(DIRECTIVE) Write out each record again exactly as it stands.

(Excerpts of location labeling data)

START

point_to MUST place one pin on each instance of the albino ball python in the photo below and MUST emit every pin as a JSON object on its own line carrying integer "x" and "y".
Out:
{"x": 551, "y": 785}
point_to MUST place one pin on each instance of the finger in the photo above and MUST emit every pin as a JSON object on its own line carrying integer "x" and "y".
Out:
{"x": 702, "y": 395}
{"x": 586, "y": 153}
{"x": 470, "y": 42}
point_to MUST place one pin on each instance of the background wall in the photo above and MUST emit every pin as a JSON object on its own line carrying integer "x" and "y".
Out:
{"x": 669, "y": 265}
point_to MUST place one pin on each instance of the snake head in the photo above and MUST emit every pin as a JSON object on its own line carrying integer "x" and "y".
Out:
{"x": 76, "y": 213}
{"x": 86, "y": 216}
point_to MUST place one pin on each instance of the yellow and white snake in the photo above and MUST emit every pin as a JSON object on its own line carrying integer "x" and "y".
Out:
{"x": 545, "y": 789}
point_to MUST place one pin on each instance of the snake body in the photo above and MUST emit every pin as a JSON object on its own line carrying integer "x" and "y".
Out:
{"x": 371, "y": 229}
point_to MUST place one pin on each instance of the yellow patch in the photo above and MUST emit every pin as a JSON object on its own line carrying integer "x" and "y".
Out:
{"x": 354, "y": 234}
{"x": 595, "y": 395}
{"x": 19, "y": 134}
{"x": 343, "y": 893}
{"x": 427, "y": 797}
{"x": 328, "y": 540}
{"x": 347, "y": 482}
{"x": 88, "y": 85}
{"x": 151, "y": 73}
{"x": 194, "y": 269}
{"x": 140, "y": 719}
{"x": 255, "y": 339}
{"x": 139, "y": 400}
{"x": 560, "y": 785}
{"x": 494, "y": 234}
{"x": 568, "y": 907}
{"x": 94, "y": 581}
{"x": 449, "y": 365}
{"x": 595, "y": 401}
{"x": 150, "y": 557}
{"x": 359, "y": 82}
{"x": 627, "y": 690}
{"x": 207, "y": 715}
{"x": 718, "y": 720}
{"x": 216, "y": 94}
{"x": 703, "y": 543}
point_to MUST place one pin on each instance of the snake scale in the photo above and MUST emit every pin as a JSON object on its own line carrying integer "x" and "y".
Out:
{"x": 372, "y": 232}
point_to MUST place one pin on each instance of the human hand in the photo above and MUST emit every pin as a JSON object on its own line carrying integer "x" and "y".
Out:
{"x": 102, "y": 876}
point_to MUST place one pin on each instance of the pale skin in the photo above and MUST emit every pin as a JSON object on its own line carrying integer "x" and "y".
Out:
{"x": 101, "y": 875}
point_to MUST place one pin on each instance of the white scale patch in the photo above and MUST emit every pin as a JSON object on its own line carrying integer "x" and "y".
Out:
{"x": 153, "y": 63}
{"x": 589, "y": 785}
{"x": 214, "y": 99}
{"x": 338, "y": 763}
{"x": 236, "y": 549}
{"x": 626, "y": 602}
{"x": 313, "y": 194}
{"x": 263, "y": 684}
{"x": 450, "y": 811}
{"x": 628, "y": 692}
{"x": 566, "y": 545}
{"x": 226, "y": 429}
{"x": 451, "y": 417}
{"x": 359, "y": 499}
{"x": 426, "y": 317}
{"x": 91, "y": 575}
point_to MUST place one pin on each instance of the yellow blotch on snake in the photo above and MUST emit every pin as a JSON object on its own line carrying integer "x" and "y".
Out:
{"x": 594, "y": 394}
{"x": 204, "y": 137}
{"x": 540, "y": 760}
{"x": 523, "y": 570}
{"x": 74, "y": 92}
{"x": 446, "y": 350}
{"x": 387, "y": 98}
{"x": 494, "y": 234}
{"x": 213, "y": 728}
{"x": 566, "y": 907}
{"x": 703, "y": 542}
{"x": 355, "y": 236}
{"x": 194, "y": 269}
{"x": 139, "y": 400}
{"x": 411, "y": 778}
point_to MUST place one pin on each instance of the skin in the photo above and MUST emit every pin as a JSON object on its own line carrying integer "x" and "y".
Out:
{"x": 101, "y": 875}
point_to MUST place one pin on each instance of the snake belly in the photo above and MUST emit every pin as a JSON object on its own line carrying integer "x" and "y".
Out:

END

(EXERCISE OUTPUT)
point_to MUST place one pin on each instance of the albino ball python in the photo below and MUST emit every pin as a JSON object on its own line carrying integer "x" and "y".
Out:
{"x": 551, "y": 785}
point_to MUST place one pin on each instance of the finger in the photo above and MUST emit every pin as a JSON object on its own line carrying integer "x" and "y".
Out:
{"x": 702, "y": 395}
{"x": 586, "y": 153}
{"x": 470, "y": 42}
point_to MUST place one pin on each instance of the background wall in the photo above and MUST emit every pin as a JSON object on its own line carrying integer "x" and "y".
Out:
{"x": 669, "y": 265}
point_to MUST place one pin on each instance of the snake head in the photo above and MUST emit every pin as a JSON object on its own line carrying integer "x" and "y".
Out:
{"x": 76, "y": 213}
{"x": 86, "y": 216}
point_to MUST place one pin on each instance of the yellow and white snake in the photo above and MUST emit every pin as a JSON object on its own line carrying integer "x" and "y".
Out:
{"x": 545, "y": 789}
point_to MUST place one pin on each instance of the snake body in the photo above and MUST emit every pin as a JSON object on its own line carrying integer "x" and "y".
Out:
{"x": 371, "y": 229}
point_to MUST place one pin on each instance of the yellow patch in the photo above and MUST emit every pin as a JSON object on its own line carrying integer "x" and "y".
Out:
{"x": 354, "y": 234}
{"x": 595, "y": 395}
{"x": 19, "y": 134}
{"x": 343, "y": 893}
{"x": 427, "y": 797}
{"x": 328, "y": 540}
{"x": 347, "y": 482}
{"x": 88, "y": 85}
{"x": 151, "y": 73}
{"x": 194, "y": 269}
{"x": 140, "y": 719}
{"x": 255, "y": 339}
{"x": 139, "y": 400}
{"x": 560, "y": 785}
{"x": 494, "y": 234}
{"x": 568, "y": 907}
{"x": 94, "y": 581}
{"x": 449, "y": 365}
{"x": 595, "y": 401}
{"x": 150, "y": 557}
{"x": 359, "y": 82}
{"x": 627, "y": 690}
{"x": 207, "y": 715}
{"x": 718, "y": 720}
{"x": 216, "y": 94}
{"x": 703, "y": 543}
point_to MUST place one pin on each instance of the snake scale in the photo above and MUST emit every pin as a JSON object on its own line carrying integer "x" and "y".
Out:
{"x": 372, "y": 232}
point_to MUST place one pin on each instance of the human hand in the photo above and MUST emit every pin as a JSON object on its own line carrying integer "x" and "y".
Out:
{"x": 102, "y": 876}
point_to MUST place one pin on each instance of the pale skin in the photo above and MUST emit every pin as a JSON object on its own line carrying integer "x" and "y".
Out:
{"x": 101, "y": 875}
point_to MUST place one pin on each instance of the white scale patch in the photo above and MUST emit every pin as a JSON object on its own line carrying integer "x" and "y".
Out:
{"x": 153, "y": 63}
{"x": 589, "y": 785}
{"x": 214, "y": 99}
{"x": 338, "y": 763}
{"x": 236, "y": 549}
{"x": 626, "y": 602}
{"x": 313, "y": 194}
{"x": 263, "y": 684}
{"x": 450, "y": 811}
{"x": 628, "y": 692}
{"x": 566, "y": 545}
{"x": 226, "y": 429}
{"x": 451, "y": 417}
{"x": 359, "y": 499}
{"x": 426, "y": 317}
{"x": 91, "y": 575}
point_to MUST place one pin on each instance of the yellow blotch on snake in the photo above and MUST emit every pin as a JSON object on its own line carrying integer "x" and "y".
Out:
{"x": 594, "y": 394}
{"x": 204, "y": 137}
{"x": 540, "y": 760}
{"x": 523, "y": 570}
{"x": 74, "y": 92}
{"x": 446, "y": 350}
{"x": 387, "y": 98}
{"x": 494, "y": 234}
{"x": 213, "y": 728}
{"x": 566, "y": 907}
{"x": 703, "y": 542}
{"x": 355, "y": 236}
{"x": 194, "y": 269}
{"x": 139, "y": 400}
{"x": 411, "y": 778}
point_to MUST place one pin on each instance of the skin in the photo above and MUST emit every pin as a JSON object on its own line carrying integer "x" and "y".
Out:
{"x": 101, "y": 875}
point_to MUST place one pin on each instance of the snake belly in the photo above and MUST emit every pin as a JSON object on its own line carrying integer "x" and "y".
Out:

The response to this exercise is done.